#### [Listing]
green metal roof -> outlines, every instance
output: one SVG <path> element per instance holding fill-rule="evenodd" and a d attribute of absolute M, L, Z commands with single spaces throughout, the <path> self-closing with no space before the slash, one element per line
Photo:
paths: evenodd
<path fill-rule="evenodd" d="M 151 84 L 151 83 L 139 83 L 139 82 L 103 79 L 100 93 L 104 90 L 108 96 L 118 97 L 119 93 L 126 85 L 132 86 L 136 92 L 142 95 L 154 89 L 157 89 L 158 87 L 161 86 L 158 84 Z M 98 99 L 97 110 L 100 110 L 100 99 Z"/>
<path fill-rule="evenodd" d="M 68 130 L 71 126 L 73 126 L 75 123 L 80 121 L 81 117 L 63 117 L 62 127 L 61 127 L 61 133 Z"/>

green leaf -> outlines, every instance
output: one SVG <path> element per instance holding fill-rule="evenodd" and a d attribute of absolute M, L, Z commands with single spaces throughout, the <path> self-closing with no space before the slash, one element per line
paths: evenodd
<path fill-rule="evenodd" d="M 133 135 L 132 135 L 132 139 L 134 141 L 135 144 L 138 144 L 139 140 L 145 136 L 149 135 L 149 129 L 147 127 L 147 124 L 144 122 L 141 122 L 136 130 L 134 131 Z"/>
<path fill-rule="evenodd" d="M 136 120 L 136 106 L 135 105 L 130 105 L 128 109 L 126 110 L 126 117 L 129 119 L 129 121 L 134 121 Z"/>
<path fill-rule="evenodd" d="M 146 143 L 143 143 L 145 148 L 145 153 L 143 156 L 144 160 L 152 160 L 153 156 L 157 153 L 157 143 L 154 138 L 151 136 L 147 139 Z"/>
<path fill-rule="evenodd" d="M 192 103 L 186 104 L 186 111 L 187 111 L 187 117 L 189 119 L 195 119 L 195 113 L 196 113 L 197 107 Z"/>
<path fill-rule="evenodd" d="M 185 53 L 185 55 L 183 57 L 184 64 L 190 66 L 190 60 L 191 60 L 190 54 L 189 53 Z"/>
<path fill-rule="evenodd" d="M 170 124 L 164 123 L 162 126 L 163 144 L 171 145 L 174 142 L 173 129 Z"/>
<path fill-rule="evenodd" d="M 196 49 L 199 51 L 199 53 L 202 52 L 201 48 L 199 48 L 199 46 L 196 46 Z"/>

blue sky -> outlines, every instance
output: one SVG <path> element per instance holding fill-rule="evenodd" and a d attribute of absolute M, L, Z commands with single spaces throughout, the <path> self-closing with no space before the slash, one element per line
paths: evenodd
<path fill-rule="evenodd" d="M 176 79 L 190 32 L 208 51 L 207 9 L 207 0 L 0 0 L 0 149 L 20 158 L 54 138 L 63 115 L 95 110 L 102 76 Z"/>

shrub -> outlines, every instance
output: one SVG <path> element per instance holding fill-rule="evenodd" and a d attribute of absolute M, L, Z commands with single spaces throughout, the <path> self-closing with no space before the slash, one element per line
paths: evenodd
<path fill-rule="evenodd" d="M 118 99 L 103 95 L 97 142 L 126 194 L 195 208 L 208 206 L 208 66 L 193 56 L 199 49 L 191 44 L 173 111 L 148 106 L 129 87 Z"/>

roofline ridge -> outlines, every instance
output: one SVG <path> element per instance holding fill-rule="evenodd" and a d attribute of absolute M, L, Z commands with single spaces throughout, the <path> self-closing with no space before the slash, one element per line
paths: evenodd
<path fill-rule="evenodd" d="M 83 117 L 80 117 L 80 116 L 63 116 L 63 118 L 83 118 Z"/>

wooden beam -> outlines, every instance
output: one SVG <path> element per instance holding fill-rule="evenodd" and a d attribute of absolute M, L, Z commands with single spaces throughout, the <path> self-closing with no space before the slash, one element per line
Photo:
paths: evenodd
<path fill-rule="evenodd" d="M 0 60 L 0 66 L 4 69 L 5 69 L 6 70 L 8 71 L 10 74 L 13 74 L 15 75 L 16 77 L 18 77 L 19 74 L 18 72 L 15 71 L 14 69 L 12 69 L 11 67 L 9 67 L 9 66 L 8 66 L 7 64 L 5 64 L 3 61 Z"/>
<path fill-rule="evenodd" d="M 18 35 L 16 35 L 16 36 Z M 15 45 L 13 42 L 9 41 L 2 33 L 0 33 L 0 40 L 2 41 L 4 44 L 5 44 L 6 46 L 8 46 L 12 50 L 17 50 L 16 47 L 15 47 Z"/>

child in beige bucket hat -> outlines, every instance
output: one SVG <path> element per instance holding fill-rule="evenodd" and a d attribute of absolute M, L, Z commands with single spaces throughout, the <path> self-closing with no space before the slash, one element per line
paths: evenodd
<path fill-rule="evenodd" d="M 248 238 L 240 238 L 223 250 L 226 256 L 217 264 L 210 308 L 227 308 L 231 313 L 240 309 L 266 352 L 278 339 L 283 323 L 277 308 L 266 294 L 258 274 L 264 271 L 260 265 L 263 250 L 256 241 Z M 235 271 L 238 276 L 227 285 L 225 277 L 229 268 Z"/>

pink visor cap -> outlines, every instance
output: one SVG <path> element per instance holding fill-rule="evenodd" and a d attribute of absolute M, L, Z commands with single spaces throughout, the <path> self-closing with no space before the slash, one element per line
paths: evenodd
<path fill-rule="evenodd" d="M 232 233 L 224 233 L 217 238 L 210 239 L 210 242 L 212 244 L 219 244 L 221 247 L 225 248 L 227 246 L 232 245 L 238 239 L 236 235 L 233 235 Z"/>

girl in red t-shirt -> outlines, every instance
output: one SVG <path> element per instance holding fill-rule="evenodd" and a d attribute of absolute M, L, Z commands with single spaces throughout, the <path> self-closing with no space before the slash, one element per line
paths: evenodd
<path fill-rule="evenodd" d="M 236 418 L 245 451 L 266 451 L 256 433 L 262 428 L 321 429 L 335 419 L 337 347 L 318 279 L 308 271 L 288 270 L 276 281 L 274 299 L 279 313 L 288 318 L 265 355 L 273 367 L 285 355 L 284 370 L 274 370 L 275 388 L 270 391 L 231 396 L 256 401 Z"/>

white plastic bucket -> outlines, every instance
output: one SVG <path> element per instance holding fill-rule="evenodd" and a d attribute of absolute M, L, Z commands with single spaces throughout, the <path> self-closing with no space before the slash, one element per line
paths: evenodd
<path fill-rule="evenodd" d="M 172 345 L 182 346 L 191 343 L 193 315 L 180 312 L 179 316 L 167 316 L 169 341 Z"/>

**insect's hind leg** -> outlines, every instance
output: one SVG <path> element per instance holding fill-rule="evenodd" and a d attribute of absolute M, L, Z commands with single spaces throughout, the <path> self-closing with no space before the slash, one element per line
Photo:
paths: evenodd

#### [Work to do]
Print the material again, from its first line up to and including the line containing "196 49 L 199", reproducing every line without alteration.

#### [Answer for the task]
green metal roof -> outlines, every instance
output: one SVG <path> element per instance holding fill-rule="evenodd" and a d attribute of absolute M, L, Z commands with single spaces throughout, the <path> self-closing with no space before the slash, one element per line
Photo:
paths: evenodd
<path fill-rule="evenodd" d="M 151 84 L 151 83 L 139 83 L 139 82 L 103 79 L 100 93 L 104 90 L 108 96 L 118 97 L 119 93 L 126 85 L 132 86 L 136 92 L 142 95 L 154 89 L 157 89 L 158 87 L 161 86 L 158 84 Z M 98 99 L 97 110 L 100 110 L 100 99 Z"/>
<path fill-rule="evenodd" d="M 68 130 L 71 126 L 73 126 L 75 123 L 80 121 L 81 117 L 63 117 L 62 127 L 61 127 L 61 133 Z"/>

green leaf -> outlines, every instance
output: one SVG <path> element per instance holding fill-rule="evenodd" and a d attribute of absolute M, L, Z commands with single spaces throughout, the <path> self-closing with no space before the slash, one element per line
paths: evenodd
<path fill-rule="evenodd" d="M 133 135 L 132 135 L 132 139 L 134 141 L 135 144 L 138 144 L 139 140 L 145 136 L 149 135 L 149 129 L 147 127 L 147 124 L 144 122 L 141 122 L 136 130 L 134 131 Z"/>
<path fill-rule="evenodd" d="M 136 120 L 136 106 L 135 105 L 130 105 L 128 109 L 126 110 L 126 117 L 129 119 L 129 121 L 134 121 Z"/>
<path fill-rule="evenodd" d="M 146 143 L 143 143 L 145 148 L 145 153 L 143 156 L 144 160 L 152 160 L 153 156 L 157 153 L 157 143 L 154 138 L 151 136 L 147 139 Z"/>
<path fill-rule="evenodd" d="M 192 103 L 186 104 L 186 111 L 187 111 L 187 117 L 189 119 L 195 119 L 195 113 L 196 113 L 197 107 Z"/>
<path fill-rule="evenodd" d="M 185 53 L 185 55 L 183 57 L 184 64 L 190 66 L 190 60 L 191 60 L 190 54 L 189 53 Z"/>
<path fill-rule="evenodd" d="M 170 124 L 164 123 L 162 126 L 163 144 L 171 145 L 174 142 L 173 129 Z"/>
<path fill-rule="evenodd" d="M 196 49 L 199 51 L 199 53 L 202 52 L 201 48 L 199 48 L 199 46 L 196 46 Z"/>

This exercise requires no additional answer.